→ **Given data**

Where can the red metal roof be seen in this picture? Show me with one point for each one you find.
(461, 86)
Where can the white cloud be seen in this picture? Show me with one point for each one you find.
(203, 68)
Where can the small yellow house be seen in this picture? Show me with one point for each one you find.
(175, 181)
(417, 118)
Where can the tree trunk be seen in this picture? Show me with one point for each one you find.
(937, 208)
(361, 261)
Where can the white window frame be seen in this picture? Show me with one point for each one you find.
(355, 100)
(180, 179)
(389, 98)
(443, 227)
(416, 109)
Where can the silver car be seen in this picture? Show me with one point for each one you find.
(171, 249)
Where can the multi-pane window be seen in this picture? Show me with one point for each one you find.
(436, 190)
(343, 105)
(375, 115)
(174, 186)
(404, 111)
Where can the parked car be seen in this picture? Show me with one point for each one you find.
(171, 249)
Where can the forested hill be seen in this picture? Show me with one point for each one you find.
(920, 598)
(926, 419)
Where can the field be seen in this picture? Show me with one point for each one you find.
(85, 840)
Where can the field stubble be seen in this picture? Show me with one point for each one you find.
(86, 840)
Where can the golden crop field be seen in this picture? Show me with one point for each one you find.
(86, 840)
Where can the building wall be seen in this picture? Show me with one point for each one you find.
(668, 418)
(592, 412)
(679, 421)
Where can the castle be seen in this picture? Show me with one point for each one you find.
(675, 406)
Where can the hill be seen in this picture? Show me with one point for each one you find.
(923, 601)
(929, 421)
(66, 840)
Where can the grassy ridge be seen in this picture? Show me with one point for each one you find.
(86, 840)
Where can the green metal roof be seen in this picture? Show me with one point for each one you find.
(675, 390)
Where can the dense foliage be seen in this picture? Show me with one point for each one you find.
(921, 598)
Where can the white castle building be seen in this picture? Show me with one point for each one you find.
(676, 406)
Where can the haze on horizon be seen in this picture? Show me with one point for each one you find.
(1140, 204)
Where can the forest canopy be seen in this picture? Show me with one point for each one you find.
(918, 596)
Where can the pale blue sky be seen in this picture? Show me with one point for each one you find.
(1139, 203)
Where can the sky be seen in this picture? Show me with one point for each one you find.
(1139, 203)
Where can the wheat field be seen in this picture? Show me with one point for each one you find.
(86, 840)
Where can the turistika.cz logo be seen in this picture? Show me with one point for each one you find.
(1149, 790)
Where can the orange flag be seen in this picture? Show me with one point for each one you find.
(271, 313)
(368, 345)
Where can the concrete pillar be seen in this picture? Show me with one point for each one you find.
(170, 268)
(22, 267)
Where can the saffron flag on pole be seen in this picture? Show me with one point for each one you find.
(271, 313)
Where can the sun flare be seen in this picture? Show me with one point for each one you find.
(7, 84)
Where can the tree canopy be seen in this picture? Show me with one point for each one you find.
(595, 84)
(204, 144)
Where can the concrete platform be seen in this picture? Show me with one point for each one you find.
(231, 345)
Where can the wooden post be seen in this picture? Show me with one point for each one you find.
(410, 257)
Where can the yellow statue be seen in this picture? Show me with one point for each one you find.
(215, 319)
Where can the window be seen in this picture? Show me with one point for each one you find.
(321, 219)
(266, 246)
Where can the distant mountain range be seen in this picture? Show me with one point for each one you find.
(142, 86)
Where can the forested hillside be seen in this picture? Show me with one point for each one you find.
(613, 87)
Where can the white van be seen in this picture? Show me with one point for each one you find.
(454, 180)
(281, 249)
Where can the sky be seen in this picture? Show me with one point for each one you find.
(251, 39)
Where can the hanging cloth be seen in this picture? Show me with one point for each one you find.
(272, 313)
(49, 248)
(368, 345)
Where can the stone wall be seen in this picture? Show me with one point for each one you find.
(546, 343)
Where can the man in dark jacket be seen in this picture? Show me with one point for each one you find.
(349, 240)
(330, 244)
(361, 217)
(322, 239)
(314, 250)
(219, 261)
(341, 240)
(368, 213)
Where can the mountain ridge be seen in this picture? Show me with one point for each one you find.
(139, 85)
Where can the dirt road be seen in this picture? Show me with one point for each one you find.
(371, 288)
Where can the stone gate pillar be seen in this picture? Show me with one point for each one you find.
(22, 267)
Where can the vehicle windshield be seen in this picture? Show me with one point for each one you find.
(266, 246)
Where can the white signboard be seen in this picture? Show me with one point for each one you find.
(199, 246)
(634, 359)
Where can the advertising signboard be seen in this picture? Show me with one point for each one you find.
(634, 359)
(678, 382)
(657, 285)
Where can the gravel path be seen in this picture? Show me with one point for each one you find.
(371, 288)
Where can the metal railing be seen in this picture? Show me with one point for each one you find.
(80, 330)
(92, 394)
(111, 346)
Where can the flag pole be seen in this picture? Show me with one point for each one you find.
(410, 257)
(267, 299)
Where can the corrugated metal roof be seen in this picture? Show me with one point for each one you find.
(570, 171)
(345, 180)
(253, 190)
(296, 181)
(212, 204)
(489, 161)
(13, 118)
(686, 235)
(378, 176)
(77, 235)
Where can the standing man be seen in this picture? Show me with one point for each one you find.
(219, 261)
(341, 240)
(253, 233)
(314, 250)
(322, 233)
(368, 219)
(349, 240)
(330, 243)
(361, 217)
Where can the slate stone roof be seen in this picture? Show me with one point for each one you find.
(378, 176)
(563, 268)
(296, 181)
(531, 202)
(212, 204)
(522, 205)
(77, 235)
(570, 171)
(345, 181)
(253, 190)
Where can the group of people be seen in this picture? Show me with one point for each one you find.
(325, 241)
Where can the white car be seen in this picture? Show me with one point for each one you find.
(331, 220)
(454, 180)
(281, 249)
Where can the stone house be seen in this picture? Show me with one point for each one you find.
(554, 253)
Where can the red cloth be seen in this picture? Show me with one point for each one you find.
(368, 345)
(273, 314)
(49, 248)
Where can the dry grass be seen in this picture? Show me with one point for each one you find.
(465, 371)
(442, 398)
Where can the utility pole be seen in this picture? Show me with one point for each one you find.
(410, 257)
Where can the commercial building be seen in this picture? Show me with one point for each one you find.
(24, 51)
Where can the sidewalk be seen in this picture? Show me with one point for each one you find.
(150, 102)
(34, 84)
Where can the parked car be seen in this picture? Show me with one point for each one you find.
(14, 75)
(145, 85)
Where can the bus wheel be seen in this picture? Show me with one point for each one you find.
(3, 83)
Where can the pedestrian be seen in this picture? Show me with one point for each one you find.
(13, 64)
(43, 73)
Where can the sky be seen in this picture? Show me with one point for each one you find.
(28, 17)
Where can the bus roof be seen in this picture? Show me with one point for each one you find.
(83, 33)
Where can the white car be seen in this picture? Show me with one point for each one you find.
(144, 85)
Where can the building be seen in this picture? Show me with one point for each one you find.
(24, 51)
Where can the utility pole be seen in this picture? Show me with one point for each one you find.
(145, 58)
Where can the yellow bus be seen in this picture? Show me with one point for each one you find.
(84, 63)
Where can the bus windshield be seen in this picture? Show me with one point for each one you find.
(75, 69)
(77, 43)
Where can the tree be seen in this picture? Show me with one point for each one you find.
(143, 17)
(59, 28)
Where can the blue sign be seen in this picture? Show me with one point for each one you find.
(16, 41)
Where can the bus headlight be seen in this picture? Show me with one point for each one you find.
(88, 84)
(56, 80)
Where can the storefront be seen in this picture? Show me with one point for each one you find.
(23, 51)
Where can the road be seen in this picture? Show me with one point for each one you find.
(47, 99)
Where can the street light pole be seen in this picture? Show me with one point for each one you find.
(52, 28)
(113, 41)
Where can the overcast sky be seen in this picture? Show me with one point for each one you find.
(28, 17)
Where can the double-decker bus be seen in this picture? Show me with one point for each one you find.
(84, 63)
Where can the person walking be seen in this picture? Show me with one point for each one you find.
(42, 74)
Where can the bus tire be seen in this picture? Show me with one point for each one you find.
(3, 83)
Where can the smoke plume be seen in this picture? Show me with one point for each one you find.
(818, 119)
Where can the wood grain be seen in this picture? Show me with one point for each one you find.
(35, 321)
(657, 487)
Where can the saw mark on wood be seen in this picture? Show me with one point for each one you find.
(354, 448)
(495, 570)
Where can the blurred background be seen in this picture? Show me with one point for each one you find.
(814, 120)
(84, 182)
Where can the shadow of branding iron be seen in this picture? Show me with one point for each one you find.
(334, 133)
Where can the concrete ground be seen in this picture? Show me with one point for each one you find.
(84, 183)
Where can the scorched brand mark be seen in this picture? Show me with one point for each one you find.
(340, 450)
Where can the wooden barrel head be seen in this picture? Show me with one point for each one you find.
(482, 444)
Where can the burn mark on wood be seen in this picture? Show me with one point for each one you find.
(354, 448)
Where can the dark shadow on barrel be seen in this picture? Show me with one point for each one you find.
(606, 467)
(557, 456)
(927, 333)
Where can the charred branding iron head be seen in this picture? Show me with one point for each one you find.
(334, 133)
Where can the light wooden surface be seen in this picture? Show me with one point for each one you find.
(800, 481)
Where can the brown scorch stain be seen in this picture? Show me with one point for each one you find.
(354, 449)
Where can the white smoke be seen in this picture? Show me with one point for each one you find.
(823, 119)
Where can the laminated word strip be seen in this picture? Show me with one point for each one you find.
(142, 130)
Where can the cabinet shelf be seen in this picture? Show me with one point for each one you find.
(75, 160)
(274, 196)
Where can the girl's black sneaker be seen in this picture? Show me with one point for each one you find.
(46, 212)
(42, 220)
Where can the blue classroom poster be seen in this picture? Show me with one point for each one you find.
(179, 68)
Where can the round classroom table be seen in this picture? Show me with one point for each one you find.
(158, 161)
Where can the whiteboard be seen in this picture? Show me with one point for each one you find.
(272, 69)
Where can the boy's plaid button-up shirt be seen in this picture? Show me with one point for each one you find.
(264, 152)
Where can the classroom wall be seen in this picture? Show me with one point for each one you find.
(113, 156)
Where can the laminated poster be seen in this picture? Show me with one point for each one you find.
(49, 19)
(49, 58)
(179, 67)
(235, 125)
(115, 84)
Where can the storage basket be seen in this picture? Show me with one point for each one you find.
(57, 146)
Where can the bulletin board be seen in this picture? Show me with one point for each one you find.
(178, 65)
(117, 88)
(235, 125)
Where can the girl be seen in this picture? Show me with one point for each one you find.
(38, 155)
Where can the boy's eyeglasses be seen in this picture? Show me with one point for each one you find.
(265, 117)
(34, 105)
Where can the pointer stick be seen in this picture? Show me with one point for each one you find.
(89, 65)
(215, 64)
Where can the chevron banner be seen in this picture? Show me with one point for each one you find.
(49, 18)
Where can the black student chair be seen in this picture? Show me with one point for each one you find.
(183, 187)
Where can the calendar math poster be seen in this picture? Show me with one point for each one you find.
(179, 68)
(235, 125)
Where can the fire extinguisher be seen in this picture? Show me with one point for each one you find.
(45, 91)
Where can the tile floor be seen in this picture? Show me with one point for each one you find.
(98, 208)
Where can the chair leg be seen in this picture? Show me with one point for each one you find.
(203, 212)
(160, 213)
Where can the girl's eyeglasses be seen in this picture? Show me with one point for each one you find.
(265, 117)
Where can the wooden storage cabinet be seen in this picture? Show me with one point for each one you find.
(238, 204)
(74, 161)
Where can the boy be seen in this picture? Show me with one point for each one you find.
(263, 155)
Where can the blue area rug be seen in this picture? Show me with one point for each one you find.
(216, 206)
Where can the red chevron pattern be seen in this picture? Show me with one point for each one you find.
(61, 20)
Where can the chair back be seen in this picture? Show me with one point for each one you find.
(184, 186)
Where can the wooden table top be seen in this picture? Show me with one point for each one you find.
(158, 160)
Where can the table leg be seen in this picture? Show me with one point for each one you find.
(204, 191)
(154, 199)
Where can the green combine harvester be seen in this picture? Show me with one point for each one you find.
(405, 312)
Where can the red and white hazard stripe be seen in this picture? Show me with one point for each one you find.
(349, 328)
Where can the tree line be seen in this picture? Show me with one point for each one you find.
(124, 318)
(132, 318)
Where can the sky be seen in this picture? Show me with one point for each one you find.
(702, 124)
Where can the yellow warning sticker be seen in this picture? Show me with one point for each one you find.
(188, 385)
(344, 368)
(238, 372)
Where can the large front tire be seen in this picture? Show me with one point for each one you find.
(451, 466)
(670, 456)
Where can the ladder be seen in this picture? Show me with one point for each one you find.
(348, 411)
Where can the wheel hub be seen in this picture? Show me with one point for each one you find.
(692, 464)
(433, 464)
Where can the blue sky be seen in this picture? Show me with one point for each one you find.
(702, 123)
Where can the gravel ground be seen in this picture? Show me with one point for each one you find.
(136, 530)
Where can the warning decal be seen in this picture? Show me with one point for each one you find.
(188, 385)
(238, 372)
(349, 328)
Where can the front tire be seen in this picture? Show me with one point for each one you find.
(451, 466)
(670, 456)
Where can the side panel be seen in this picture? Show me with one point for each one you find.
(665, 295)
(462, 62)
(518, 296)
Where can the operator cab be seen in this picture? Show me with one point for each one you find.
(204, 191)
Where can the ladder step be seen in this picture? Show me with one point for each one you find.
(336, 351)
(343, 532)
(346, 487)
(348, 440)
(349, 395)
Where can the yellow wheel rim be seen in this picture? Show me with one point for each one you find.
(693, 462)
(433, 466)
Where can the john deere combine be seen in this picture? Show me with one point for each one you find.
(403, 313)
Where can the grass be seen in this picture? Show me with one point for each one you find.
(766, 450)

→ **Stated problem**
Extract, unchanged, the closing run of lines that opens with the line containing "Where can the table" and ends with the last line.

→ **Solution for this task**
Where can the table leg be seen in this picture? Show me with one point for each one you find.
(204, 191)
(154, 199)
Where can the green combine harvester be seen in this picture? Show me with one point for each one you find.
(405, 312)
Where can the red and white hazard stripe be seen in this picture? Show me with one point for each one you find.
(349, 328)
Where can the tree line be seen in this picture? Show me with one point for each one you find.
(124, 318)
(132, 318)
Where can the sky be seen in this picture? Show me with one point for each one you find.
(702, 124)
Where can the yellow warning sticker be seen in this picture? Show me with one point for each one you find.
(188, 385)
(344, 368)
(238, 372)
Where can the large front tire be seen in this picture? Show me with one point for each one you find.
(451, 466)
(670, 456)
Where can the ladder be seen in this picture? Show me with one point for each one you find.
(348, 411)
Where can the wheel hub be seen in this picture? Show me with one point for each one you find.
(692, 464)
(433, 464)
Where can the blue sky be seen in this picture? Show me with one point for each one you find.
(702, 123)
Where can the gravel ground be seen in this picture? Show me with one point for each one you find.
(136, 530)
Where can the warning decal be seen in this picture? Show me with one point for each one you find.
(188, 385)
(238, 372)
(349, 328)
Where can the front tire be seen in this picture? Show me with one point for each one you find.
(451, 466)
(670, 456)
Where can the side panel be seen in this picture? Show me with one point for each one you find.
(665, 295)
(462, 62)
(518, 296)
Where can the operator cab be seen in this picture? Show me with one point for each one you find.
(204, 191)
Where can the ladder step be seen in this picture? Show me with one point for each one you find.
(336, 351)
(343, 532)
(346, 487)
(348, 440)
(349, 395)
Where can the yellow wheel rim be seen in this picture? Show me with one point for each one you find.
(693, 462)
(433, 466)
Where can the john deere combine be seen in this picture? Show me with one point for each one you find.
(403, 313)
Where can the grass be seen in this picture? Show me with one point for each one you find.
(766, 450)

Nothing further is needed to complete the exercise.